Local governments work to preserve history, recreational opportunities at long-shuttered ski hill with a recent agreement.
Marshall Mountain
Posted at 1:28 PM, Oct 24, 2023
and last updated 2023-10-24 15:29:10-04

MISSOULA — Within the span of nearly a century, inconsistent snow, financial hardships and even a fire eroded the viability of Marshall Mountain ski area just a short drive from Missoula. But, now, thanks to the intervention of local governments, there is hope again that the mountain’s legacy will continue.

Twenty years after the ski resort closed and its lifts were shut down, Marshall has remained a staple of the Missoula backcountry skiing scene for those hearty enough to make the hike. In the summer, it also hosts an ever-growing mountain biking community and provides birding and hiking opportunities.

The Montana Free Press reports that now, thanks in part to fortuitous circumstances and strong public support of easy-to-access recreation, those activities can continue as the mountain comes under the ownership of Missoula County, adding to the history of the community’s ski hill.

“Everyone from Missoula has a story about Marshall Mountain. Every generation so far does have a story about Marshall Mountain,” said Sanda Vasecka, Missoula City Council Ward 6.

Vasecka ultimately voted against the city allocating funds to purchase the mountain at a meeting earlier this month, but she was in the minority. In a 9-2 vote, as the Missoula City Council approved allocating $1 million toward the acquisition of the area. Missoula County commissioners unanimously supported their own resolution, also pledging $1 million.

According to a recent county news release, the three adjacent 160-acre parcels — one of which used to be Marshall Mountain ski area — will be acquired by the county using in-kind donations, secured grants and private donations in addition to the $2 million secured in early October. These funds will cover the $3.2 million purchase price. After $600,000 in initial improvements, the maintenance is estimated to cost $400,000 a year, according to the release.

The Birth of a Community

Marshall Canyon was named after an old prospector, and before there was Marshall Mountain, the area was homesteaded by a man whose only recorded name was Somers, according to a thesis by James Hall Burn in 1971 at the University of Montana. In 1919, Tollef Olson purchased the property for $500 from Somers.

For skiers, a connection to the mountain goes back as early as the 1930s when backcountry skiers frequently hiked the mountain. Olson was a native of Norway, who visited his brother in the Marshall area and decided to stay, according to the document. In 1937, Marshall Moy built the first rope tow in the canyon with several friends and parts from old motorcycles, according to Burns’ thesis. The book, “Downhill in Montana” by Stan Cohen, attributes the erection of the rope tow to Olson.

Either way, in 1950, Olson sold the property to the Denny family for $6,000 and the aging Norwegian moved into Missoula. Any record of skiing activities from 1950 until it was sold again in 1956 is “hazy,” according to Burns, although he does note that the Dennys had multiple rope tows running three days a week.

In 1956, Si and Velma Green visited Montana, and the couple decided to swap their home in Pontiac, Michigan, for the $20,000 resort — just six miles out of Missoula but positioned at the end of a canyon, surrounded by public land. By the time the Greens’ took over to 160-acre operation, the machinery was well worn, according to Burns.

━━━━━━━━━━

◆ **YOUR OBJECTIVE**: Using the Marshall Mountain article, state the price Tollef Olson paid Somers for the property in 1919.

◆ **GIVEN INFORMATION**:

━━━━━━━━━━

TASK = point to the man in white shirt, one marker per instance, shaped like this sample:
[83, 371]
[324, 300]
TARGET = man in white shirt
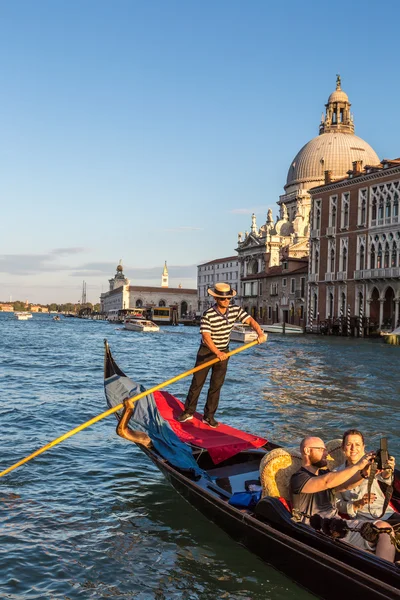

━━━━━━━━━━

◆ **RESULT FOR THIS EXERCISE**: $500.